Los resultados electorales enfrentan un personaje político vacuo, contradictorio y populista con la dura realidad del ejercicio del poder. El presidente Trump -el giro aún se antoja oxímoron- debe pasar del exabrupto político a la gestión pública. Quizás más importante, también se apresta a descubrir que aunque el resentimiento – el odio en algunos casos – y la frustración son potentísimas armas electorales que pueden bastar para alcanzar la Casa Blanca no bastan en cambio ni para sostener una coalición electoral duradera, ni como cimientos para un programa político de futuro. Como todos los populistas, Trump ha enfatizado la existencia de profundos problemas reales pero ha sido y es completamente incapaz de ofrecer un mensaje de que alumbre soluciones nuevas y viables.

^^^^^^^^

■ QUÉ SE PIDE
A - Cita del fragmento sobre Trump el pasaje que va de "Los resultados electorales" a "nuevas y viables.", ambos incluidos.
B - Con base en el fragmento sobre Trump, responde:
(i) ¿Con qué enfrentan los resultados electorales al personaje político?
(ii) ¿De qué a qué debe pasar el presidente Trump?
(iii) ¿Para qué dos cosas no bastan el resentimiento y la frustración?
Este material procede de otra fuente.

^^^^^^^^

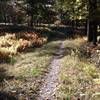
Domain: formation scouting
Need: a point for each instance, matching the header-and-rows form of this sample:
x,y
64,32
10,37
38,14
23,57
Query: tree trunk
x,y
91,24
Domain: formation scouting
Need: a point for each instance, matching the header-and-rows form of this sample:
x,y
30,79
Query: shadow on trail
x,y
3,74
6,96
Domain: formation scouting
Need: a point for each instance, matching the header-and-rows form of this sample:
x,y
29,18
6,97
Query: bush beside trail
x,y
11,44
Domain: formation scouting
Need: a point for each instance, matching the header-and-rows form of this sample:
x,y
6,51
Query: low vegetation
x,y
79,78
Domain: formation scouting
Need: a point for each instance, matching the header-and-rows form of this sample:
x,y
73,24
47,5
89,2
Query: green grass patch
x,y
76,76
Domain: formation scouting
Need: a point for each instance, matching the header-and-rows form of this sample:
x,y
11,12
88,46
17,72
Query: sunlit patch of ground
x,y
27,72
79,79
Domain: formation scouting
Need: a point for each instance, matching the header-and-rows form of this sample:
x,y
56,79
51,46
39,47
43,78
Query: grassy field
x,y
79,79
22,77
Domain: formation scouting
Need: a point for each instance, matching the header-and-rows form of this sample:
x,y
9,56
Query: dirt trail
x,y
51,83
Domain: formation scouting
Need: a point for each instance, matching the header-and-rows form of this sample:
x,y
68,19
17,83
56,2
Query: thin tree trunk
x,y
91,24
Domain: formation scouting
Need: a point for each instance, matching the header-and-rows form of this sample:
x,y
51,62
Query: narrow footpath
x,y
51,82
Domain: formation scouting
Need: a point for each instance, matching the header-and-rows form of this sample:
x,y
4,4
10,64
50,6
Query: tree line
x,y
32,11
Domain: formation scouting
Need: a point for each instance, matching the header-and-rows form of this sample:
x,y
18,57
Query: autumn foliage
x,y
11,44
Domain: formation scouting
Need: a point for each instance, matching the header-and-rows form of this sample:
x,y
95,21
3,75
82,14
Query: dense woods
x,y
49,49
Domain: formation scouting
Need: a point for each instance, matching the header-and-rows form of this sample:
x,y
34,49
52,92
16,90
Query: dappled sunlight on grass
x,y
76,76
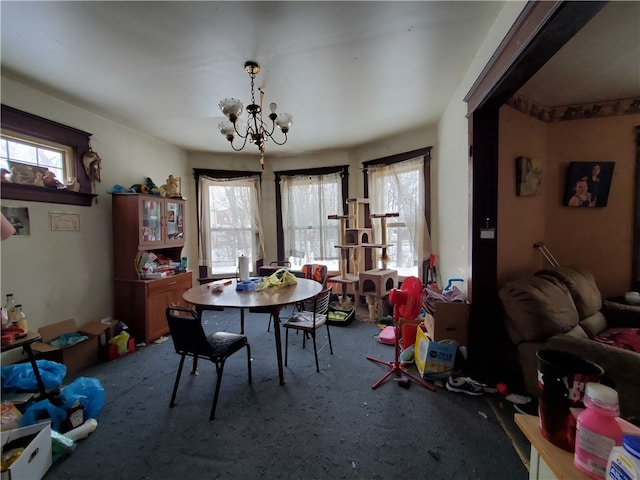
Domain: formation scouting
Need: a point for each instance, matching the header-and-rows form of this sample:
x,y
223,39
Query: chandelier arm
x,y
235,127
243,143
279,143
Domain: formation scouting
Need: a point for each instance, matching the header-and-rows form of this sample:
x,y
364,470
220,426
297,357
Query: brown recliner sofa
x,y
562,309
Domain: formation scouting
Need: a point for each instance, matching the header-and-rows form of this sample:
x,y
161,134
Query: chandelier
x,y
256,131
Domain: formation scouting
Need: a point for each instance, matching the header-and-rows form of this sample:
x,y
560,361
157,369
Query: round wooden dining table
x,y
203,297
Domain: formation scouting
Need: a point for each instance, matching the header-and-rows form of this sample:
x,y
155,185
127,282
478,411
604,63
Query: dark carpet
x,y
327,425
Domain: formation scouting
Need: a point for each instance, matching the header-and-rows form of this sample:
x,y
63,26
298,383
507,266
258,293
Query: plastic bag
x,y
20,376
88,391
278,279
43,410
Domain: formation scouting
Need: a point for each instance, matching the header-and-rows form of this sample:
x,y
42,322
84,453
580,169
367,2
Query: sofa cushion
x,y
594,324
583,288
537,308
626,338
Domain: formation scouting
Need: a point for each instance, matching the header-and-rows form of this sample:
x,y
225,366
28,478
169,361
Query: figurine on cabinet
x,y
171,188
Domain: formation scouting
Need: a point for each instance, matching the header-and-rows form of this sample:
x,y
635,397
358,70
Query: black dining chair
x,y
309,320
190,340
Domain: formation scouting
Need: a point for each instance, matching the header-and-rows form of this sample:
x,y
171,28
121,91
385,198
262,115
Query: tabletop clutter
x,y
150,265
580,415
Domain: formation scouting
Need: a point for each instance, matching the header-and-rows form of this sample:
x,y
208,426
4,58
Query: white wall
x,y
68,274
418,138
61,275
451,171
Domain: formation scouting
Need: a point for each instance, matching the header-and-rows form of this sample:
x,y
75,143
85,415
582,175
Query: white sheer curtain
x,y
306,202
399,188
230,224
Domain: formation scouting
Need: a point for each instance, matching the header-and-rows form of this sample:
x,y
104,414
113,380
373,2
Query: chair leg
x,y
315,351
286,346
329,337
249,362
219,370
175,384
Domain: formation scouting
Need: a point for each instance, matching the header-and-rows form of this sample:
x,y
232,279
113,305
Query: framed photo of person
x,y
588,184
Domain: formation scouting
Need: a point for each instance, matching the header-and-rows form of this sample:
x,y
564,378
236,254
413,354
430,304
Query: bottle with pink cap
x,y
597,430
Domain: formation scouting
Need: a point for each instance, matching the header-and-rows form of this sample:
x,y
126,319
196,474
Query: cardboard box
x,y
434,360
75,357
112,350
36,458
450,321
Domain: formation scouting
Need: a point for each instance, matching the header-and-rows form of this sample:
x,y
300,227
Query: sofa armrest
x,y
620,314
620,366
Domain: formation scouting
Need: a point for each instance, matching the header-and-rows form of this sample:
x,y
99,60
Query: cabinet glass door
x,y
151,221
175,221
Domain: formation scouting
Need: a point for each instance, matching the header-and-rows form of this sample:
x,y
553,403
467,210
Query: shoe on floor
x,y
465,385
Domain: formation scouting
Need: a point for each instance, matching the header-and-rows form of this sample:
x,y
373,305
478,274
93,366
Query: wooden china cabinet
x,y
147,223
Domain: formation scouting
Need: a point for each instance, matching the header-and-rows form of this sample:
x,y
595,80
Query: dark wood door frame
x,y
539,32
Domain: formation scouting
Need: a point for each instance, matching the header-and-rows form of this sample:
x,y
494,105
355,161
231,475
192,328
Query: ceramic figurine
x,y
50,181
171,188
73,184
39,181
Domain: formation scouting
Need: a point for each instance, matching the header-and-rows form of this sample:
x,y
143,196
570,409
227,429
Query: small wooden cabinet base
x,y
141,304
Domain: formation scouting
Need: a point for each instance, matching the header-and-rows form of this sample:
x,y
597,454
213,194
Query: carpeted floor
x,y
327,425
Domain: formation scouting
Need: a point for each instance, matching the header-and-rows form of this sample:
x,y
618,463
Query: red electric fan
x,y
406,304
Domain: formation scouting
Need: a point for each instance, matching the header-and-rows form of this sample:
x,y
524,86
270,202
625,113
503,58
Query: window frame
x,y
204,270
343,170
425,153
19,122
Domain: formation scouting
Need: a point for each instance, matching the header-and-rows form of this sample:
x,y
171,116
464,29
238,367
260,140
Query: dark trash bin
x,y
562,379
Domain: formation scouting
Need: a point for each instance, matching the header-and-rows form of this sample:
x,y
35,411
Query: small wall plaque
x,y
64,222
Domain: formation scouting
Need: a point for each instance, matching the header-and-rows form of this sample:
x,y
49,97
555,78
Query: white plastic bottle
x,y
83,430
21,318
624,461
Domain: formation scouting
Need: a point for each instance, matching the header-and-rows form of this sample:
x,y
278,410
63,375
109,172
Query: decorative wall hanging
x,y
528,176
19,219
64,222
588,184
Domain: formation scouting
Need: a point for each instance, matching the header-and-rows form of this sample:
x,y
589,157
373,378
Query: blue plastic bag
x,y
20,376
88,391
43,410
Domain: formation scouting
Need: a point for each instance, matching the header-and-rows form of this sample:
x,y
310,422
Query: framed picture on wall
x,y
588,184
528,176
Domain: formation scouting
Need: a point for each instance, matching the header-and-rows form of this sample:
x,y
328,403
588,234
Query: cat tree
x,y
375,284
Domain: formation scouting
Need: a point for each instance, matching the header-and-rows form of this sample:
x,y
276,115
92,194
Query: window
x,y
229,222
32,145
307,200
26,159
400,184
304,201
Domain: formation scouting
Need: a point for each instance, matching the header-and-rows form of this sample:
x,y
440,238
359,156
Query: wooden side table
x,y
546,460
25,343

^^^^^^^^

■ RESULTADOS DEL EJERCICIO
A -
Los resultados electorales enfrentan un personaje político vacuo, contradictorio y populista con la dura realidad del ejercicio del poder. El presidente Trump -el giro aún se antoja oxímoron- debe pasar del exabrupto político a la gestión pública. Quizás más importante, también se apresta a descubrir que aunque el resentimiento – el odio en algunos casos – y la frustración son potentísimas armas electorales que pueden bastar para alcanzar la Casa Blanca no bastan en cambio ni para sostener una coalición electoral duradera, ni como cimientos para un programa político de futuro. Como todos los populistas, Trump ha enfatizado la existencia de profundos problemas reales pero ha sido y es completamente incapaz de ofrecer un mensaje de que alumbre soluciones nuevas y viables.

B -
(i) Lo enfrentan con la dura realidad del ejercicio del poder.
(ii) Debe pasar del exabrupto político a la gestión pública.
(iii) No bastan para sostener una coalición electoral duradera ni como cimientos para un programa político de futuro.